▶ [GIVEN TASK]: Copy everything from the line with "object=green machinery" down to the line with "[0,566,455,952]", swapping "work boat" for "fishing boat" and leaving every other part unchanged.
── ENTRIES SUPPLIED
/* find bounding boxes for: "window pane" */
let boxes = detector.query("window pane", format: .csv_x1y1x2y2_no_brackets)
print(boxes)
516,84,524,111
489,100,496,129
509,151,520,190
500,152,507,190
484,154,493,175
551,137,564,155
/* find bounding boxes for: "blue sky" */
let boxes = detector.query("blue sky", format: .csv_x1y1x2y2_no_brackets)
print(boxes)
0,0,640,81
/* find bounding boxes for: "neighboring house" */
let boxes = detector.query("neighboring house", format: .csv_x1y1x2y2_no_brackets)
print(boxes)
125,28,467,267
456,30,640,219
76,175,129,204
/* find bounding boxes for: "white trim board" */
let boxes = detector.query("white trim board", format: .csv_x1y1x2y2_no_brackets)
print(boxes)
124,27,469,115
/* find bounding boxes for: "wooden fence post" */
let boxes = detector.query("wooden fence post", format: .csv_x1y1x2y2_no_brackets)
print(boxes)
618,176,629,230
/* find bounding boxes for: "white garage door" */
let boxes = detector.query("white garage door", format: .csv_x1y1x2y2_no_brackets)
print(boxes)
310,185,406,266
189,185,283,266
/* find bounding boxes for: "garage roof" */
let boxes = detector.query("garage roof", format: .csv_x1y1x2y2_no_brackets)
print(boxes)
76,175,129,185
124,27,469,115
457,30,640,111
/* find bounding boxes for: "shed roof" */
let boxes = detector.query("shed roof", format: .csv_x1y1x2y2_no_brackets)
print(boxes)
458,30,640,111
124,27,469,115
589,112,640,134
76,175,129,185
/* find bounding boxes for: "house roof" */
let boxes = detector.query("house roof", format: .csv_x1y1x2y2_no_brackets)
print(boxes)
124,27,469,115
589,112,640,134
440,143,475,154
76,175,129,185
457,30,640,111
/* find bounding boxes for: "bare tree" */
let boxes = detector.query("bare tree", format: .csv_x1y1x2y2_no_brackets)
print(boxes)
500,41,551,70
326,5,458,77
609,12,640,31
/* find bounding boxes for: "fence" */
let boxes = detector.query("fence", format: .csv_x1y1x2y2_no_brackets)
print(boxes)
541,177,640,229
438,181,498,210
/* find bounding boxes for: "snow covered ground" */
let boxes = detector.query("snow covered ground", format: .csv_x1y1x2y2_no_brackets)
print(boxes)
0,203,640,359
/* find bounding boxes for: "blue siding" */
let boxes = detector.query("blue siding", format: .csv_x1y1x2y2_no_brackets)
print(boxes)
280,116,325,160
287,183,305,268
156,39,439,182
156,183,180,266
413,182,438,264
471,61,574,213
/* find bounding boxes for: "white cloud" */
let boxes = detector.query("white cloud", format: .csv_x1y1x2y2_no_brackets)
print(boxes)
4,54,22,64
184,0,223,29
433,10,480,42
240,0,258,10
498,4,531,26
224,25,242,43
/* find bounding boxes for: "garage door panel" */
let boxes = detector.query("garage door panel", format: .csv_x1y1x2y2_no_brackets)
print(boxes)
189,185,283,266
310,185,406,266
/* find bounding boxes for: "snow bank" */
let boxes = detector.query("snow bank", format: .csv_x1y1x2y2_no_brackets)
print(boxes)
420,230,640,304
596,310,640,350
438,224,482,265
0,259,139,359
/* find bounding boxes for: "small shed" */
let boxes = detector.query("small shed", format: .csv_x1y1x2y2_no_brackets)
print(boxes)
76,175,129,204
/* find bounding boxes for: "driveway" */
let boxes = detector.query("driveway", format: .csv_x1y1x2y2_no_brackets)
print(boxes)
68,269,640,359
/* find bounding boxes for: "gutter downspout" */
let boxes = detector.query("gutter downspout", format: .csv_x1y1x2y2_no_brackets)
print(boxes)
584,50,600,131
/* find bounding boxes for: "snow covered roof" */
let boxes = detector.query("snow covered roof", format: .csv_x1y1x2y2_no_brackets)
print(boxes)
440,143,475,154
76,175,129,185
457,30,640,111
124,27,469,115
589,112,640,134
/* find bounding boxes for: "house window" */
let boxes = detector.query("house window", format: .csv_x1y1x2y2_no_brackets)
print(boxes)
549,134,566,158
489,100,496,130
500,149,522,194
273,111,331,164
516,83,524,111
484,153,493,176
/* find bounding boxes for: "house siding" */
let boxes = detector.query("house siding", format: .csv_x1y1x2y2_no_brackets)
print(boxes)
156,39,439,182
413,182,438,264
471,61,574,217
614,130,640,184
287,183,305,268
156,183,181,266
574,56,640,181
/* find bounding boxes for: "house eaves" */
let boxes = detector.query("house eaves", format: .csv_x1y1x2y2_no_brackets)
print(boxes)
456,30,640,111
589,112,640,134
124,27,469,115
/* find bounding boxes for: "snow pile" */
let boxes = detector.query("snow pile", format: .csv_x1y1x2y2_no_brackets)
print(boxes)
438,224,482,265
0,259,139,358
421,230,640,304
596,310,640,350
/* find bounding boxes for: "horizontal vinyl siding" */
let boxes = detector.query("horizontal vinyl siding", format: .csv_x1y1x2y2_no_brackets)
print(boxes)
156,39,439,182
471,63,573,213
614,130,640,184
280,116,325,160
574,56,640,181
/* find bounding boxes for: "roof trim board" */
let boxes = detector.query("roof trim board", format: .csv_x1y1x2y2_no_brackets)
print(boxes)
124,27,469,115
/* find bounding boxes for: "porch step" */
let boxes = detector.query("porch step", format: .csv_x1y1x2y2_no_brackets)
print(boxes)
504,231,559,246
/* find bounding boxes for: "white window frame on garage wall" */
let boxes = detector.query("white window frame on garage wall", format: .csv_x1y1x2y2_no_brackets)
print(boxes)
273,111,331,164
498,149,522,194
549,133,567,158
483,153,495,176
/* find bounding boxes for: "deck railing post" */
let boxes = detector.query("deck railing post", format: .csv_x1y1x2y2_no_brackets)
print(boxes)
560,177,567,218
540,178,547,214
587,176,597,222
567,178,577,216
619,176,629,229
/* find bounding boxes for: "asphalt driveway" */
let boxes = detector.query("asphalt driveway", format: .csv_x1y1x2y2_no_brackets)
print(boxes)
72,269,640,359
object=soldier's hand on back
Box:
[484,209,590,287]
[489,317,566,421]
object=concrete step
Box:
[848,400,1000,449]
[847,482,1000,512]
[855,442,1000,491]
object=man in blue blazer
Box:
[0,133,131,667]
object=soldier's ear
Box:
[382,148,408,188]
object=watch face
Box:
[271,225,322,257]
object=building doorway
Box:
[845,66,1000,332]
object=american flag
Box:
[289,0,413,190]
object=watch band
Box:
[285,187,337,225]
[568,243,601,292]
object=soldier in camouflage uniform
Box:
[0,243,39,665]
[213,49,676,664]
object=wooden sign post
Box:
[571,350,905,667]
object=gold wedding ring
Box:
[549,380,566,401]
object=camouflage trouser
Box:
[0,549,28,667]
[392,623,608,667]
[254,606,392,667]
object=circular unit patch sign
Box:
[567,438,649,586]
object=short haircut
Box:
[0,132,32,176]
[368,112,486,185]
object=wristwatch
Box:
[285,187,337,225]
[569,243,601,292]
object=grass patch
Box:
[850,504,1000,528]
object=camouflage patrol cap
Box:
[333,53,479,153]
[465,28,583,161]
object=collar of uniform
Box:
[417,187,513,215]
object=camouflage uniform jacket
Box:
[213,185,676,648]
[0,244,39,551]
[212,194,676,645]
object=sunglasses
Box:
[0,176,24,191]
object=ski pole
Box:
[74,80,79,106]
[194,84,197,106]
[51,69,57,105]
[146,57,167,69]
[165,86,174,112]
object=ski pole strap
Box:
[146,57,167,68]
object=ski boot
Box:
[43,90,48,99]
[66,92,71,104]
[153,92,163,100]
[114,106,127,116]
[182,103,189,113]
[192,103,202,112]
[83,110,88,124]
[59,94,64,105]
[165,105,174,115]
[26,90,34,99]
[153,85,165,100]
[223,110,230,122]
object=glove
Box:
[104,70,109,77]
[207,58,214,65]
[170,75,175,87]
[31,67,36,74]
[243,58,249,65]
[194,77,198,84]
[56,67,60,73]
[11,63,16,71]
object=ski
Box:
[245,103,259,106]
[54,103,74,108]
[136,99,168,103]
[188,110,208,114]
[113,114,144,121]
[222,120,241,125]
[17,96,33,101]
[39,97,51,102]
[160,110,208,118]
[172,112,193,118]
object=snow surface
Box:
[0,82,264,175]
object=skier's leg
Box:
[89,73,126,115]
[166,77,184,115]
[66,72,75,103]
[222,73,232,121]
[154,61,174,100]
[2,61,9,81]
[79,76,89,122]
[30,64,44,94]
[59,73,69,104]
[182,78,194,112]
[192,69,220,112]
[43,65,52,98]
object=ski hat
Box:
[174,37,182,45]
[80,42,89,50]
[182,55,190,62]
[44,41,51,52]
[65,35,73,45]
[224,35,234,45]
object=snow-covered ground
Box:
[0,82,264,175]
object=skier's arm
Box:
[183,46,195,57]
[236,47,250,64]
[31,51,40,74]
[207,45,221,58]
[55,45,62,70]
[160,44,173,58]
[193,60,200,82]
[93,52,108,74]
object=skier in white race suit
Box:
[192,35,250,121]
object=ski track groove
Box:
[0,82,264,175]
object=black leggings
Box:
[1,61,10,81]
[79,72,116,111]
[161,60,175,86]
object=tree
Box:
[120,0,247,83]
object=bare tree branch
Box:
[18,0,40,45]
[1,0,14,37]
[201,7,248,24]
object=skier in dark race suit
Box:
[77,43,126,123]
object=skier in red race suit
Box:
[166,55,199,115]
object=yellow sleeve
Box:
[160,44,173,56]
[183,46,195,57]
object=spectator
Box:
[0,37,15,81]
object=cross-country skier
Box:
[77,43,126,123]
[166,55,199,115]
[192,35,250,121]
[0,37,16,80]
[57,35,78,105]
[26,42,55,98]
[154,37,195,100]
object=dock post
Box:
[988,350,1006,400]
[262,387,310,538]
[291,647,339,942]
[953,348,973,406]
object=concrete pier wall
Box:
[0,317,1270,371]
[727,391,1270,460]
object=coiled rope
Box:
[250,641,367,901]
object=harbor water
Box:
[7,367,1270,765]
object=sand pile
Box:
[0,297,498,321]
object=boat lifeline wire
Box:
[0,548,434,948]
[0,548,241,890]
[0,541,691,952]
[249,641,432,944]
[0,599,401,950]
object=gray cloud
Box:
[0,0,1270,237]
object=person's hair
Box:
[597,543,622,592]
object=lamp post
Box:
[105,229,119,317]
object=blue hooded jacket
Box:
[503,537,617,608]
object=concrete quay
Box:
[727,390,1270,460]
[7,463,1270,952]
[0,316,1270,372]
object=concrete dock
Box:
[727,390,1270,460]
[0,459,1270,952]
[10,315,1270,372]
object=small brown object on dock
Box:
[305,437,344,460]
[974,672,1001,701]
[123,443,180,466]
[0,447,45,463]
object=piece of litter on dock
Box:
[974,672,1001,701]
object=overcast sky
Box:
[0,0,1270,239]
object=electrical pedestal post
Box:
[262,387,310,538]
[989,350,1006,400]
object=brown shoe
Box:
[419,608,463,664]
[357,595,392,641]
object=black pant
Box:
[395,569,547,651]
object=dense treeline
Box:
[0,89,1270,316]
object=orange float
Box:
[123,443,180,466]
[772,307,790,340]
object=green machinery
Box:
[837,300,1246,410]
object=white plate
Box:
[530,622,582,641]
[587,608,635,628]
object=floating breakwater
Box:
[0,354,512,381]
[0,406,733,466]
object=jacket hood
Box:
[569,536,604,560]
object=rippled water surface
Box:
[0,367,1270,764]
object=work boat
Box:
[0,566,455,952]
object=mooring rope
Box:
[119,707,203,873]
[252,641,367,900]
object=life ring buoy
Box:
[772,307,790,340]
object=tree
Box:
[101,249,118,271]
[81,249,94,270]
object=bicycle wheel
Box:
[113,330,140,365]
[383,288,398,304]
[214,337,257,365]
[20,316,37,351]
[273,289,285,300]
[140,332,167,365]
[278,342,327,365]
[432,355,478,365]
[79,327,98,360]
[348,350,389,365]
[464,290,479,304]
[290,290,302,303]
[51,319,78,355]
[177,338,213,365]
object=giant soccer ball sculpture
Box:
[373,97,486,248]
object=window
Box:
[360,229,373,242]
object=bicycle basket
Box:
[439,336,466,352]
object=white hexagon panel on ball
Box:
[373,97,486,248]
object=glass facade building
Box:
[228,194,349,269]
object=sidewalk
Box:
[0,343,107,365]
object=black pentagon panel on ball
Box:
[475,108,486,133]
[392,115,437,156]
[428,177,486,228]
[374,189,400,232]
────
▶ [OUTPUT OF THE TASK]:
object=green machinery
Box:
[837,300,1246,410]
object=white plate
Box:
[530,622,582,641]
[587,608,635,628]
object=floating breakwater
Box:
[0,354,512,381]
[0,406,733,466]
object=jacket hood
Box:
[569,536,604,560]
object=rippled water surface
Box:
[0,367,1270,764]
object=fishing boat
Box:
[0,566,455,952]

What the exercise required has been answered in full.